# Set task:
In the data below, find the line with "# draw the outline" and output it along with every later line, exactly, but not the pictures.
### Record extracts ###
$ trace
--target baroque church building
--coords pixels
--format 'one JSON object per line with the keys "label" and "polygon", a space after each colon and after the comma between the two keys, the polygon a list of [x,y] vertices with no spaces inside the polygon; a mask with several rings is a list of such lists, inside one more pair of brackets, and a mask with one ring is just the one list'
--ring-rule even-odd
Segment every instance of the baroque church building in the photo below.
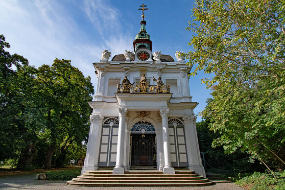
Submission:
{"label": "baroque church building", "polygon": [[144,6],[134,53],[126,50],[109,60],[105,50],[93,64],[98,82],[89,102],[93,111],[81,173],[108,167],[123,174],[148,167],[165,174],[184,168],[206,177],[193,111],[198,103],[189,85],[191,67],[179,52],[175,61],[152,51]]}

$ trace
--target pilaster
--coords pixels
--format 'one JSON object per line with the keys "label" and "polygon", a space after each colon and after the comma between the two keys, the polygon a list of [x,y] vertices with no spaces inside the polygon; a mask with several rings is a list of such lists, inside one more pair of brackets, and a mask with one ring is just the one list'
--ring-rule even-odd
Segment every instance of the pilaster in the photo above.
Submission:
{"label": "pilaster", "polygon": [[184,121],[189,168],[190,170],[195,171],[199,175],[206,177],[206,172],[200,156],[196,129],[196,117],[194,114],[185,114],[182,119]]}
{"label": "pilaster", "polygon": [[125,117],[127,114],[127,108],[119,107],[119,127],[118,137],[118,144],[117,149],[117,159],[116,166],[114,168],[114,174],[121,174],[125,172],[124,167],[124,146],[125,130]]}
{"label": "pilaster", "polygon": [[168,114],[169,109],[167,107],[160,109],[160,115],[162,119],[162,139],[164,152],[165,166],[163,168],[164,174],[174,174],[174,169],[171,165],[169,149]]}
{"label": "pilaster", "polygon": [[98,169],[98,160],[102,123],[104,117],[99,114],[92,113],[90,116],[90,128],[87,143],[86,157],[84,160],[84,166],[81,170],[81,174],[86,171]]}

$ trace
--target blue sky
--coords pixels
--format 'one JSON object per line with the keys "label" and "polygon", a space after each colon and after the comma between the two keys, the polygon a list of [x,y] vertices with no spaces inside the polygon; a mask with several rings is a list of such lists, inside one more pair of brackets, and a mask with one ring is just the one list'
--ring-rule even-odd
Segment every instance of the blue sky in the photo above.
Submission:
{"label": "blue sky", "polygon": [[[192,50],[187,45],[192,33],[186,31],[192,18],[194,0],[0,0],[0,33],[10,53],[17,53],[38,67],[51,65],[55,58],[71,60],[73,66],[97,84],[93,63],[107,49],[112,57],[125,50],[133,51],[132,42],[140,29],[144,3],[146,29],[153,51],[175,58],[176,51]],[[192,101],[199,103],[197,114],[210,97],[201,84],[203,71],[190,78]],[[198,117],[197,121],[201,118]]]}

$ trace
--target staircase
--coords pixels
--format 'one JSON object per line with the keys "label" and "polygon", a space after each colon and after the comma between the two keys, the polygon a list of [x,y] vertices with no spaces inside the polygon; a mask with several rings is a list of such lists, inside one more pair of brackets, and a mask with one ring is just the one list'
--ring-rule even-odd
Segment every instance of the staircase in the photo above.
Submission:
{"label": "staircase", "polygon": [[194,171],[175,170],[164,174],[157,170],[126,170],[124,174],[113,174],[111,170],[88,171],[67,182],[68,185],[93,187],[204,186],[213,182]]}

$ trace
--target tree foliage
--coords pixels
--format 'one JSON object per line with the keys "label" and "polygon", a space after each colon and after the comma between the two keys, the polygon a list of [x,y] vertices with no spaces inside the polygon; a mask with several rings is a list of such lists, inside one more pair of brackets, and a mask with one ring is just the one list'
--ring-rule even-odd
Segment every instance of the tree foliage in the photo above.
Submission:
{"label": "tree foliage", "polygon": [[221,134],[213,146],[239,148],[285,168],[285,3],[280,0],[197,0],[187,54],[190,74],[213,90],[202,112]]}
{"label": "tree foliage", "polygon": [[64,59],[31,66],[5,50],[3,35],[0,45],[0,161],[15,158],[26,169],[79,158],[94,93],[90,77]]}

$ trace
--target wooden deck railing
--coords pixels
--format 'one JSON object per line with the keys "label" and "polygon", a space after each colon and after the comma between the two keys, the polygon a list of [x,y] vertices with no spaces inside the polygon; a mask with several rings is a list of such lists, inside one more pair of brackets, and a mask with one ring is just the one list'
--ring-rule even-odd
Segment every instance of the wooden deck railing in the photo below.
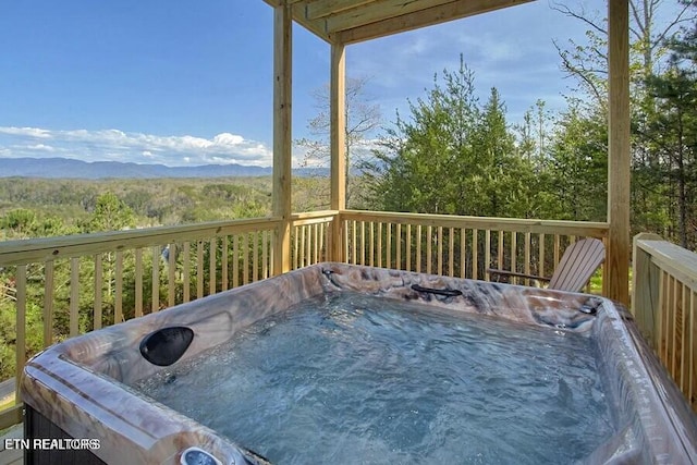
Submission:
{"label": "wooden deck railing", "polygon": [[448,215],[348,210],[340,221],[346,262],[481,280],[487,268],[549,277],[568,244],[608,234],[606,223]]}
{"label": "wooden deck railing", "polygon": [[632,279],[636,322],[697,412],[697,254],[639,234]]}
{"label": "wooden deck railing", "polygon": [[[274,274],[280,228],[260,218],[0,242],[0,299],[16,308],[17,379],[26,358],[53,342]],[[567,244],[607,232],[604,223],[327,210],[292,216],[290,262],[549,276]],[[0,412],[0,429],[17,421],[21,405]]]}

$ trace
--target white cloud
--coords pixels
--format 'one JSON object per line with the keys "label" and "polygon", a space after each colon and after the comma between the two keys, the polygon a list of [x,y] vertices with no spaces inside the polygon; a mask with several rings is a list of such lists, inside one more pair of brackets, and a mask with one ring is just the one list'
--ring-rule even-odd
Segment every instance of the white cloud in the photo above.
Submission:
{"label": "white cloud", "polygon": [[[36,139],[51,144],[36,143]],[[0,156],[42,157],[59,152],[85,161],[118,160],[162,163],[171,167],[239,163],[269,167],[272,151],[266,144],[242,135],[221,133],[212,138],[192,135],[160,136],[120,130],[53,131],[38,127],[0,126]]]}

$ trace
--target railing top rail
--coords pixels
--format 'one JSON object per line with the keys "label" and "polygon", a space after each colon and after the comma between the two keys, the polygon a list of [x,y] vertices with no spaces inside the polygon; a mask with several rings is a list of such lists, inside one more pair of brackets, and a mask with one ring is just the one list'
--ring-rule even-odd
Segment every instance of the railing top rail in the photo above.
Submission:
{"label": "railing top rail", "polygon": [[273,229],[279,218],[212,221],[197,224],[158,227],[140,230],[111,231],[0,242],[0,266],[23,265],[70,258],[110,250],[161,245],[176,240],[197,240],[216,235]]}
{"label": "railing top rail", "polygon": [[494,231],[523,231],[538,233],[561,233],[607,237],[609,224],[606,222],[538,220],[519,218],[465,217],[455,215],[402,213],[392,211],[342,210],[344,219],[360,221],[390,221],[401,224],[421,224],[452,228],[478,228]]}
{"label": "railing top rail", "polygon": [[330,219],[339,215],[339,210],[317,210],[317,211],[304,211],[301,213],[291,215],[291,220],[307,220],[315,218]]}
{"label": "railing top rail", "polygon": [[638,238],[636,246],[651,256],[651,261],[685,285],[697,290],[697,254],[668,241]]}

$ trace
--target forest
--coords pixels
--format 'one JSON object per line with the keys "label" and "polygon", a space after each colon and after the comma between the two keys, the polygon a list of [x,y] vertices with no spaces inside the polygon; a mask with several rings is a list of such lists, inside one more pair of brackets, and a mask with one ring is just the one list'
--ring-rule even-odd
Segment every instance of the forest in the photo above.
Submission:
{"label": "forest", "polygon": [[[632,234],[655,232],[697,249],[697,26],[694,1],[632,3]],[[347,207],[485,217],[606,221],[608,191],[606,24],[585,21],[587,44],[558,44],[575,87],[559,113],[535,102],[523,121],[506,119],[492,87],[481,101],[476,73],[461,56],[433,70],[408,114],[386,122],[347,85]],[[319,95],[319,103],[327,102]],[[296,140],[308,166],[328,160],[326,112],[309,122],[315,138]],[[293,210],[329,205],[326,178],[293,180]],[[195,223],[270,215],[271,179],[0,179],[0,241]],[[13,375],[11,276],[0,268],[0,380]],[[66,298],[66,297],[65,297]],[[89,296],[85,296],[85,302]],[[82,301],[82,297],[81,297]],[[87,305],[87,304],[86,304]],[[40,308],[27,316],[29,351],[40,346]],[[60,326],[61,322],[58,321]],[[64,328],[58,328],[59,336]]]}

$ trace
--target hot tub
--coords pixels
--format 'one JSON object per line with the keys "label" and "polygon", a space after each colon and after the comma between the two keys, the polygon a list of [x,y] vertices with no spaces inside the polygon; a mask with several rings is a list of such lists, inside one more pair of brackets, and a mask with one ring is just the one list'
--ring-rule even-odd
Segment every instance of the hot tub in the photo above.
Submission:
{"label": "hot tub", "polygon": [[[319,264],[245,285],[37,355],[22,379],[27,463],[266,463],[248,444],[235,443],[137,387],[234,342],[254,323],[298,303],[356,292],[426,304],[435,314],[448,311],[449,318],[504,319],[587,338],[597,354],[611,425],[607,437],[577,461],[695,463],[697,419],[621,306],[584,294],[343,264]],[[59,440],[33,442],[50,438]],[[505,441],[501,438],[501,444]]]}

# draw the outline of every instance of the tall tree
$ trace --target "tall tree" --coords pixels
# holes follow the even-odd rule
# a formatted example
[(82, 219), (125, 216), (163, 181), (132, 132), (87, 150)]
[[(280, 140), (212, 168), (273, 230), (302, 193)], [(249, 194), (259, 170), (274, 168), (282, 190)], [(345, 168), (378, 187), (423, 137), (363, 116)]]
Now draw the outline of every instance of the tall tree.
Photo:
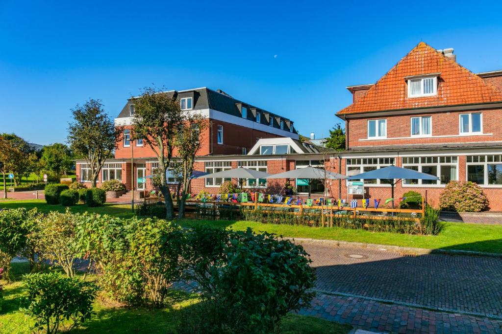
[(55, 173), (58, 177), (65, 174), (73, 164), (71, 151), (68, 146), (60, 143), (44, 147), (41, 159), (45, 169)]
[(72, 150), (86, 161), (95, 187), (104, 162), (117, 147), (122, 128), (115, 126), (99, 100), (77, 105), (71, 112), (74, 122), (68, 123), (68, 142)]
[(172, 219), (174, 207), (166, 171), (173, 158), (174, 139), (183, 125), (184, 114), (175, 95), (154, 87), (144, 89), (134, 103), (133, 137), (142, 139), (157, 155), (160, 171), (159, 188), (165, 200), (166, 218)]
[(190, 189), (193, 172), (195, 156), (201, 146), (203, 139), (201, 134), (208, 126), (207, 121), (199, 114), (188, 114), (185, 122), (175, 138), (175, 146), (180, 159), (180, 163), (176, 165), (176, 174), (180, 176), (181, 189), (181, 196), (178, 195), (179, 212), (178, 218), (185, 217), (185, 202), (187, 193)]
[(340, 124), (329, 130), (329, 137), (327, 138), (326, 147), (337, 151), (343, 151), (345, 149), (345, 130)]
###
# Reply:
# draw the outline of every instance of the tall tree
$ trace --target "tall tree" --coords pixels
# holes follow the even-odd rule
# a formatted example
[(82, 219), (125, 216), (163, 181), (132, 132), (87, 150)]
[[(280, 140), (212, 168), (273, 230), (302, 193)], [(249, 194), (259, 170), (274, 168), (282, 190)], [(345, 168), (378, 187), (423, 137), (363, 116)]]
Now draw the outline of every instance of the tall tree.
Photo:
[(55, 173), (58, 177), (65, 174), (73, 164), (71, 151), (68, 146), (60, 143), (44, 147), (41, 159), (45, 169)]
[(72, 150), (86, 161), (95, 187), (104, 162), (117, 147), (122, 128), (115, 126), (99, 100), (77, 105), (71, 112), (74, 122), (68, 123), (68, 142)]
[(172, 219), (174, 207), (166, 171), (173, 158), (174, 139), (183, 125), (184, 114), (175, 95), (154, 87), (144, 89), (134, 103), (133, 137), (142, 139), (157, 155), (160, 171), (159, 188), (165, 200), (166, 218)]
[(190, 189), (193, 172), (195, 156), (201, 146), (203, 139), (201, 134), (208, 126), (207, 121), (199, 114), (188, 114), (185, 122), (175, 138), (175, 146), (180, 159), (180, 163), (176, 165), (176, 174), (180, 176), (181, 189), (181, 196), (178, 195), (179, 212), (178, 218), (185, 217), (185, 202), (187, 193)]
[(340, 124), (329, 130), (329, 137), (327, 138), (326, 147), (337, 151), (343, 151), (345, 149), (345, 130)]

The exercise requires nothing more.